***** Supplied passage

In this reading of the environment Egeria shows that place for her is space made meaningful by direct reference to a historical state matching biblical reference. It also seems to show she reads land as text, which is what supports the allegorical structuring of her travels. She isn’t a tourist in the way we think of tourism, but she’s moving through a materialized bible. Hence, everything that isn’t directly part of the biblical narrative is either “empty space” or its ruins proves god’s power.

I find such life-by-narrative interesting. I get the joy and power she finds in the “proof” she sees everywhere of her religion’s “correct” reading of reality, but I also am blown away by the work that must go into “vanishing” all evidence of its incorrectness. I know Egeria is unlikely to have heard of Hathor, and her link to the sycamore, but even if she had, the reference would have been turned to something Christian, as the “tree of truth” moment shows.

So much wonder gets missed when we do that to history.

Anyway, reading the land as materialized text is a powerful way to convert space into place but it is also a powerful way to temporalize. That is, this textual reading of space and time, refuses time and tries to keep things in the historical moment when meaning is at its origin. A bit like creating a snow globe but with real land.

I can’t help but think that it’s one thing to do this with someplace like Disneyland but a whole other thing to do it with people actually living there. I mean what? Going to pretend they aren’t really there? Good way to get into war. Oh. The Crusades! (Face Palm)

**********
***** Dataset content

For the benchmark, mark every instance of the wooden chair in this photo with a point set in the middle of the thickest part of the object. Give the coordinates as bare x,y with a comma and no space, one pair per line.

**********

Exercises to complete —
**a)** In the passage about Egeria's travels, what does the writer compare reading the land as materialized text to?
**b)** Carry the passage about Egeria's travels forward from its last sentence.

Solved problems —
**a)** Creating a snow globe, but with real land.

**b)**
March 24th, 2012

space into place, part 1

I’ve recently reread Egeria’s Travels (Peregrinatio Etheriae). (The version I have is Wilkinson (1971) and so doesn’t exactly match the online translation linked.)

Here’s the section I found myself captured by – been thinking about it for about a week now.

Four miles from the City of Arabia is Rameses, and on our way to stay in “Arabia” we travelled right through it. The city Rameses is now a level site without a single dwelling, but it is still visible, and once it had many buildings and covered a huge area. Even through it is ruined, its remains are still vast. The only thing there now is a great Theban stone, a single piece out of which rise two huge statues. They are said to represent holy men, Moses and Aaron, and the people tell you that the children of Israel set them up in their honour. There is also a sycamore tree there, which is said to have been planted by the patriarchs. Though it is now extremely old, and thus small, it still bears fruit, and people who have something wrong with them pick its twigs, which do them good. We learned this from the holy Bishop of Arabia, and it was he who told us that the Greek name for this tree is Dendros Aletheias or, in our language, “The Tree of Truth”. This holy bishop was kind enough to meet us at Rameses. He is now a man of some age, of a godly life since the time he became a monk, and an approachable man, who is very good at welcoming pilgrims and also very knowledgeable about God’s Scriptures. He very kindly took the trouble to meet us there, showed us everything, and told us about the statues of which I have told you, and the sycamore tree. And this holy bishop told us that, when Pharaoh saw that the children of Israel had deserted him, he went to Rameses and burned it all down before he set out in pursuit.

There are still marginal notes on the printed text. In pencil they represent my reaction to the passage the first time I read it. There are bits like “magic held in life/plant”  and lines linking “sycamore” with “Tree of Truth” and my text saying “re legend of Materia and holy family and earlier legend of Hathor” and finally “is this any different than seeing land as spiritually healing / renewing?”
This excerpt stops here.